**Extract to read:**
┌──
A Justice Department inspector general’s report said that Steele’s primary source of information disputed many of the allegations in the dossier. The IG report also said that the FBI and U.S. intelligence community received evidence in 2017 that Russian intelligence operatives may have fed disinformation to Steele.
The IG report also dealt a fatal blow to the Alfa Bank theory peddled by Sussmann.
It said the FBI investigated whether there were “cyber links” between Alfa Bank and the Trump Organization, the company owned by Donald Trump, “but had concluded by early February 2017 that there were no such links.”
The three owners of Alfa Bank have sued Steele in the U.S. and U.K. over the Sept. 14, 2016 memo, which is referred to as “Company Intelligence Report 112” in the dossier.
Steele testified under oath in London on March 17 and 18.
He revealed that Sussmann, a former Justice Department official, told him during a meeting on July 29, 2016 about suspicious network traffic between the Trump Organization and Alfa Bank, according to the transcript.
└──
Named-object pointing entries
┌──
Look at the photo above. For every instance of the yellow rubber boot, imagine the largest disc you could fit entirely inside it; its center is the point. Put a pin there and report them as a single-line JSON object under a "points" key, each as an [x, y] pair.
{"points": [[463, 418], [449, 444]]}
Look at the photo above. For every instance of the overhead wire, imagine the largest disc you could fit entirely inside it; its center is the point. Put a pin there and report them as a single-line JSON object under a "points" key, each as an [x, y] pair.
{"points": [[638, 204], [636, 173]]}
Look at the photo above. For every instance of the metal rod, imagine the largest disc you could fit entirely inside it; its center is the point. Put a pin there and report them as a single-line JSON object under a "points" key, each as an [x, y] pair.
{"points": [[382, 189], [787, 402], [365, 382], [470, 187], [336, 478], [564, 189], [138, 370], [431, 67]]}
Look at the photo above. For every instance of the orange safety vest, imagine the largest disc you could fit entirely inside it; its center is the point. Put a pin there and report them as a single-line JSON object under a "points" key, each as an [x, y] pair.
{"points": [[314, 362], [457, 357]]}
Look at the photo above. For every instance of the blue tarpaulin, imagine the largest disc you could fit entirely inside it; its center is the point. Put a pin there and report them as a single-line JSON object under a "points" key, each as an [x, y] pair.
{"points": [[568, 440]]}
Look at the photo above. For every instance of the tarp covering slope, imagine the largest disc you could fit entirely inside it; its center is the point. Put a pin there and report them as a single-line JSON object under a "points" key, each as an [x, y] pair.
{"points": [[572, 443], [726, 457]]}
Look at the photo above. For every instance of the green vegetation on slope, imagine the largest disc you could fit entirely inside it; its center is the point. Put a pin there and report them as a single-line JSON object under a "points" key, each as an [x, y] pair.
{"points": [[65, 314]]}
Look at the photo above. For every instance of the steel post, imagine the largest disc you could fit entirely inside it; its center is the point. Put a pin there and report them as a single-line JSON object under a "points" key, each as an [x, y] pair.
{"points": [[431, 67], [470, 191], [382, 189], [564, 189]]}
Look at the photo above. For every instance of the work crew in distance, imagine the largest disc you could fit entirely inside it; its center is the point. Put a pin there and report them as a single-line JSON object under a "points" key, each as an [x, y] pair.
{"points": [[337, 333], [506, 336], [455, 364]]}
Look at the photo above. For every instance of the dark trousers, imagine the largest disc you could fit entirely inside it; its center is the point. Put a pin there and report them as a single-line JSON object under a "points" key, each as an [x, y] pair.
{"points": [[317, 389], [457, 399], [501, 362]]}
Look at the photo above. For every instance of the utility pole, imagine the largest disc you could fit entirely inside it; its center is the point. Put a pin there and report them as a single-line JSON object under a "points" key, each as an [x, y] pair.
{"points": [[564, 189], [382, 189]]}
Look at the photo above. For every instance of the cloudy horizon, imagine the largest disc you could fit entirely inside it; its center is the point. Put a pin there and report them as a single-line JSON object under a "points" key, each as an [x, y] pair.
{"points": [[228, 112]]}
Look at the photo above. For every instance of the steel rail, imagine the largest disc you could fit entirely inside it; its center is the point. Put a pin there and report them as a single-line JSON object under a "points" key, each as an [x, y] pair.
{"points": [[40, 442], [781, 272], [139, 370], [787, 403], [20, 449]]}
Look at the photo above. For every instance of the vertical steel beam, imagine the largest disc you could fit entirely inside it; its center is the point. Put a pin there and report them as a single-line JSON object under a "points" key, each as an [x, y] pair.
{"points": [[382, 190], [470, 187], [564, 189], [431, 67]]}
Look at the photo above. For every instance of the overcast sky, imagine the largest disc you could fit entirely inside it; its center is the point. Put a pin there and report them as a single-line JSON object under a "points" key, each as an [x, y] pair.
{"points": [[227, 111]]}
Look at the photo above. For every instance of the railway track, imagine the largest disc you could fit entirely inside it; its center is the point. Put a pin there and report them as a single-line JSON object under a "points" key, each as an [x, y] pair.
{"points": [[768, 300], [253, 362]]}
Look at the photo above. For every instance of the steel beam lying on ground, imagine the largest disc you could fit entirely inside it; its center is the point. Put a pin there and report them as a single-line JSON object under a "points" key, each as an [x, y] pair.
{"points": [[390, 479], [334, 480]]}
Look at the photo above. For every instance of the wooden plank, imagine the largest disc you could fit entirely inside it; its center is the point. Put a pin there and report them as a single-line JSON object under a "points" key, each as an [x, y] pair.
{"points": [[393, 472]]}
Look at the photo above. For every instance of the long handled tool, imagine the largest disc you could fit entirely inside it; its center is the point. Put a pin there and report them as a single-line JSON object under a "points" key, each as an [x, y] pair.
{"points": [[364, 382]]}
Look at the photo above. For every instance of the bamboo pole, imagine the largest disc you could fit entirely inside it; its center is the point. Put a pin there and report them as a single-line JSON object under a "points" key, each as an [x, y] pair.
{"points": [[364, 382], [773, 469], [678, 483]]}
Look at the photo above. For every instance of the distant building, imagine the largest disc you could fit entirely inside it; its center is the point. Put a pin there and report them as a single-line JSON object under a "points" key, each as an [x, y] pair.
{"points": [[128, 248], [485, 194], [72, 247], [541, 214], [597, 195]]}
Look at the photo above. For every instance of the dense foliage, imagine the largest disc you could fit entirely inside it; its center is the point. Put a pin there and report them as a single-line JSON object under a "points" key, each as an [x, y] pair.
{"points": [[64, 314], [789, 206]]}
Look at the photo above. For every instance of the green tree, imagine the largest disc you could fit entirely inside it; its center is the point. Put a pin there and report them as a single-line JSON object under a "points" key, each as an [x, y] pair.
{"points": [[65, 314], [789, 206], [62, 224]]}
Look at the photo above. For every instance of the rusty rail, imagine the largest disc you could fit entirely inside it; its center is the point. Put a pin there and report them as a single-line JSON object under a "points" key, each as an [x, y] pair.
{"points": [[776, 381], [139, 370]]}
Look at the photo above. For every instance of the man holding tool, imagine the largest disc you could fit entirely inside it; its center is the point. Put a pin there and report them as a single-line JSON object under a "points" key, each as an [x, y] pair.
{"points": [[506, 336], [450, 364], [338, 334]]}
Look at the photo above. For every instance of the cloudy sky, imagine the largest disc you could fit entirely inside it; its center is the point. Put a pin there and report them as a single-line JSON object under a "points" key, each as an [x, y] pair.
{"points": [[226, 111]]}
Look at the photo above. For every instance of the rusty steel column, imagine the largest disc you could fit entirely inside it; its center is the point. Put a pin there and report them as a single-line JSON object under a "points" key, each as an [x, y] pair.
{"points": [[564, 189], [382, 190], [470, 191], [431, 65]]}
└──
**Problem 1:** Please list every person named in the passage about the Steele dossier.
**Problem 2:** In the passage about the Steele dossier, copy word for word the span starting with "The IG report also dealt" and going on through "to the transcript.".
You won't need the entries for any of this.

**Full answer 1:** Steele, Sussmann, Donald Trump

**Full answer 2:**
The IG report also dealt a fatal blow to the Alfa Bank theory peddled by Sussmann.
It said the FBI investigated whether there were “cyber links” between Alfa Bank and the Trump Organization, the company owned by Donald Trump, “but had concluded by early February 2017 that there were no such links.”
The three owners of Alfa Bank have sued Steele in the U.S. and U.K. over the Sept. 14, 2016 memo, which is referred to as “Company Intelligence Report 112” in the dossier.
Steele testified under oath in London on March 17 and 18.
He revealed that Sussmann, a former Justice Department official, told him during a meeting on July 29, 2016 about suspicious network traffic between the Trump Organization and Alfa Bank, according to the transcript.